- [SET TASK]: Return all of the data exactly as given.

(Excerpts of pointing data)
━━━━━━━━━━━━━━━━
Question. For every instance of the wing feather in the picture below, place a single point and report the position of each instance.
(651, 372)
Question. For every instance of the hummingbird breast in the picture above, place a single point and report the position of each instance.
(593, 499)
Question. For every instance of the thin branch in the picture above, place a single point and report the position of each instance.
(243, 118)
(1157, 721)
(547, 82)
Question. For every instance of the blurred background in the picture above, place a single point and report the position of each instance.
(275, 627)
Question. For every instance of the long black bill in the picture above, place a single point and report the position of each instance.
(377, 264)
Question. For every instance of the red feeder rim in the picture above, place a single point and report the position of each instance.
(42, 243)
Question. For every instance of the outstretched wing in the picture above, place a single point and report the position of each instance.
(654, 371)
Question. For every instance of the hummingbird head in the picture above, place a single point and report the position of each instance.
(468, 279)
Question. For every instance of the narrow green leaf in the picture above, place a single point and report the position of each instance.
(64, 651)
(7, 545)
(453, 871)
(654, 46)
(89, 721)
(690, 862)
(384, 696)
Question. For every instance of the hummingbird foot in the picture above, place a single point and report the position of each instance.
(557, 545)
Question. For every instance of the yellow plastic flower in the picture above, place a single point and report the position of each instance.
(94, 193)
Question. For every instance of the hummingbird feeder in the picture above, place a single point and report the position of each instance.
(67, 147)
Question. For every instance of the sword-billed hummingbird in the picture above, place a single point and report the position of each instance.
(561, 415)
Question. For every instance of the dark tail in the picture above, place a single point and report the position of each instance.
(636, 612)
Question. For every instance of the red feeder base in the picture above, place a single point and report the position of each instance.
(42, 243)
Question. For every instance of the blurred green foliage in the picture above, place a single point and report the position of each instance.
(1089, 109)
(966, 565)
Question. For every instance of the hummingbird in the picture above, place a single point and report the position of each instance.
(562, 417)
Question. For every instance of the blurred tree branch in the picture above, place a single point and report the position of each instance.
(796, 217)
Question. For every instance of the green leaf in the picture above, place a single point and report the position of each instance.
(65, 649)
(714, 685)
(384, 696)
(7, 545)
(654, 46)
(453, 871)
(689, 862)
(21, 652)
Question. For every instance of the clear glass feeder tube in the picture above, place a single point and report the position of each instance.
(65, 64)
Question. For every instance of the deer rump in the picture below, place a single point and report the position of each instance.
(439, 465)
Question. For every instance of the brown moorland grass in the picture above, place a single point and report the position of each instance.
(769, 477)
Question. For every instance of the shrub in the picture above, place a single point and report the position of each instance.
━━━━━━━━━━━━━━━━
- [EXERCISE OUTPUT]:
Question. For every instance of the wing feather in the picture below, place a single point and report the position of each instance.
(651, 372)
Question. For every instance of the hummingbird breast in the picture above, place a single point and report the position of each instance.
(593, 499)
Question. For every instance of the thin branch in the picture above, place a single point and report the position of each instance.
(243, 118)
(1157, 721)
(547, 82)
Question. For every instance of the blurred background in the picture above, place a single point and report the position of each instance.
(275, 627)
Question. For every instance of the long black bill in the picture above, place a single point and report the position of each instance.
(377, 264)
Question. For every instance of the red feeder rim in the picture above, place a single point and report the position of each instance.
(42, 243)
Question. For every instance of the outstretched wing in the picture above, place a single point and report the position of each instance.
(654, 371)
Question. For every instance of the hummingbird head in the picture above, place a single point and report the position of each instance.
(468, 279)
Question. For every instance of the narrow green leaf in the picture above, place a single point and report the position of each instance.
(64, 651)
(7, 545)
(453, 871)
(654, 46)
(89, 721)
(690, 862)
(384, 696)
Question. For every instance of the hummingbird foot in the picture above, place a single point and report the position of each instance.
(557, 545)
Question. For every instance of the yellow plastic flower in the picture above, place a single point and report the position of each instance.
(94, 193)
Question. For every instance of the hummingbird feeder in the picture above, place a single point and report the position of each instance.
(67, 147)
Question. For every instance of the sword-billed hummingbird in the picture above, place a single point and report the position of each instance.
(561, 415)
Question. For every instance of the dark tail in the picture above, place a single point and report the position of each instance.
(636, 612)
Question. For every instance of the red feeder base in the picture above, place a single point and report the position of each instance.
(42, 243)
Question. For every instance of the blurred green foliage in the picture above, place a single point and report the position of each instance.
(1089, 109)
(966, 565)
Question. For every instance of the hummingbird in the picture above, place a single point and report the position of each instance.
(562, 417)
Question. For every instance of the blurred tree branch in the picture above, place a single point and report the position of each instance.
(796, 217)
Question. For every instance of the green leaf in the picture above, place a single point and report the position of each instance.
(65, 649)
(714, 685)
(384, 696)
(7, 545)
(654, 46)
(453, 871)
(689, 862)
(21, 652)
Question. For every instance of the clear glass feeder tube in the picture above, place a single point and report the position of each instance.
(65, 64)
Question. For every instance of the deer rump in the picture below, place a single point and report the position of each instance.
(439, 465)
Question. For every instance of the brown moorland grass in the picture above, place a single point and report the position of each instance.
(769, 477)
Question. For every instance of the shrub in the picture above, place a single point and report the position of each instance.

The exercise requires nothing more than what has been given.